__Document extract__:
◆ ◆ ◆ ◆ ◆

Bricusse also wrote the songs for the 1969 musical version of Goodbye, Mr Chips, with Peter O’Toole, and Scrooge, a 1970 musical adaptation of A Christmas Carol, with Albert Finney. Later Bricusse-Newley collaborations included songs for the 1971 film Willy Wonka and the Chocolate Factory, which starred Gene Wilder and which included The Candy Man.

While the 1960s and early 1970s were the high point of his career, Bricusse continued working fruitfully through the decades, collaborating with John Williams on the music for Hook, Steven Spielberg’s 1991 take on Peter Pan. He racked up a total of ten Oscar nominations. Bricusse turned Sherlock Holmes into a musical in 1989. Although it failed to match the success of earlier work, it was to prove a passion project and he reworked and revived it in the 1990s and again in 2013.

Doctor Dolittle was successfully adapted for the West End stage in 1998, with Phillip Schofield in the lead, Jim Henson puppets and the recorded voice of Julie Andrews as Polynesia the parrot. It ran for a year and then went on a tour that included the Edinburgh Playhouse.

Bricusse split his time between homes in England, France and California. He was married to the actress Yvonne Romain, Elvis Presley’s co-star in Double Trouble, for more than 60 years. She survives him, along with a son and two grandsons.

◆ ◆ ◆ ◆ ◆

(Collection entries)
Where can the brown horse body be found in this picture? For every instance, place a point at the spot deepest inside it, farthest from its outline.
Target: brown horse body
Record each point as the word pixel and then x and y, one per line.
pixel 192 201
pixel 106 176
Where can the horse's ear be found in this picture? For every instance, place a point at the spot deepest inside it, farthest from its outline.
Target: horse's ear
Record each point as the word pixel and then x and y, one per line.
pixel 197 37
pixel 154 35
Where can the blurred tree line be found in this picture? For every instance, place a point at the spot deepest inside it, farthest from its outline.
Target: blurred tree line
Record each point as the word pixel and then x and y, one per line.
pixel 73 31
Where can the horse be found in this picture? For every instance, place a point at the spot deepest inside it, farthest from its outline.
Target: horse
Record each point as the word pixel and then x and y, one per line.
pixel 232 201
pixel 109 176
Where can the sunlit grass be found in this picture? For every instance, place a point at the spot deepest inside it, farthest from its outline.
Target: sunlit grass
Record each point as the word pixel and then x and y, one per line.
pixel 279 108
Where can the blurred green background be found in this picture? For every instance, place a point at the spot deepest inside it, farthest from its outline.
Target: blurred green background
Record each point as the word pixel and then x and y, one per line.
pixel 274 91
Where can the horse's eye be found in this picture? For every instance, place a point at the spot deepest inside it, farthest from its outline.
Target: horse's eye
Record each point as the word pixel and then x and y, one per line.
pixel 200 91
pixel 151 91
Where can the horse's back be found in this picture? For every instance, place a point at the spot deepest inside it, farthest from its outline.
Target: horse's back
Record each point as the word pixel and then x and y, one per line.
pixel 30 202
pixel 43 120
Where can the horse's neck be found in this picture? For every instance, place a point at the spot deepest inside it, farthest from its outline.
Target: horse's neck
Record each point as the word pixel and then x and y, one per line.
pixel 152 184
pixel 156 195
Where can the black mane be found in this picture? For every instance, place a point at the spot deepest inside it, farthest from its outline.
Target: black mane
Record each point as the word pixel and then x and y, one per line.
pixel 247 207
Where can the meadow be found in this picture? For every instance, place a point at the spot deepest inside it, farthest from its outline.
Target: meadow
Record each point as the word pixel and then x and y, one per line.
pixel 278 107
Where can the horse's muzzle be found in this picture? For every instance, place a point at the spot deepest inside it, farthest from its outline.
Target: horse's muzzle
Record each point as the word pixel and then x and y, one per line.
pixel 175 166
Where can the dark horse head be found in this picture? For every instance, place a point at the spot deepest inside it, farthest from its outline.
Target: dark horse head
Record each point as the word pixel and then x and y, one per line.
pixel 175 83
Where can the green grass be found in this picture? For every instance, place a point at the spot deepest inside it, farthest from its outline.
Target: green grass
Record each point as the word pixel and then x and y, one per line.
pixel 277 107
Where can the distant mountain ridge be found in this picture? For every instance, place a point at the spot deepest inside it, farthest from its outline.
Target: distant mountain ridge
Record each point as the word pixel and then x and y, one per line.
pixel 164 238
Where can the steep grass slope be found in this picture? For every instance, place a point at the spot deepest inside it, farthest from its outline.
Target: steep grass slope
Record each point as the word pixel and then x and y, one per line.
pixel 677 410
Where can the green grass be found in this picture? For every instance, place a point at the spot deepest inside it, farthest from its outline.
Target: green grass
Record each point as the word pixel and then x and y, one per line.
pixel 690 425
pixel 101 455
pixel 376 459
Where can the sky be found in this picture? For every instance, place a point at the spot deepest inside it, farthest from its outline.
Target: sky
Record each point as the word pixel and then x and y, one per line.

◆ ◆ ◆ ◆ ◆

__What this exercise asks__:
**A)** In the passage about Bricusse, could you reproduce the part that opens with the words containing "Bricusse also wrote" and closes with "again in 2013."?
**B)** Can you sum up the passage about Bricusse in two sentences?
**C)** In the passage about Bricusse, how long was he married to Yvonne Romain?

__Answer set__:
**A)**
Bricusse also wrote the songs for the 1969 musical version of Goodbye, Mr Chips, with Peter O’Toole, and Scrooge, a 1970 musical adaptation of A Christmas Carol, with Albert Finney. Later Bricusse-Newley collaborations included songs for the 1971 film Willy Wonka and the Chocolate Factory, which starred Gene Wilder and which included The Candy Man.

While the 1960s and early 1970s were the high point of his career, Bricusse continued working fruitfully through the decades, collaborating with John Williams on the music for Hook, Steven Spielberg’s 1991 take on Peter Pan. He racked up a total of ten Oscar nominations. Bricusse turned Sherlock Holmes into a musical in 1989. Although it failed to match the success of earlier work, it was to prove a passion project and he reworked and revived it in the 1990s and again in 2013.

**B)** Bricusse wrote songs for films such as Goodbye, Mr Chips, Scrooge and Willy Wonka and the Chocolate Factory, and he kept working after his 1960s and early 1970s peak, collaborating with John Williams on Hook and earning ten Oscar nominations. He also turned Sherlock Holmes into a musical, saw Doctor Dolittle adapted for the West End in 1998, and was married to Yvonne Romain for more than 60 years.

**C)** More than 60 years.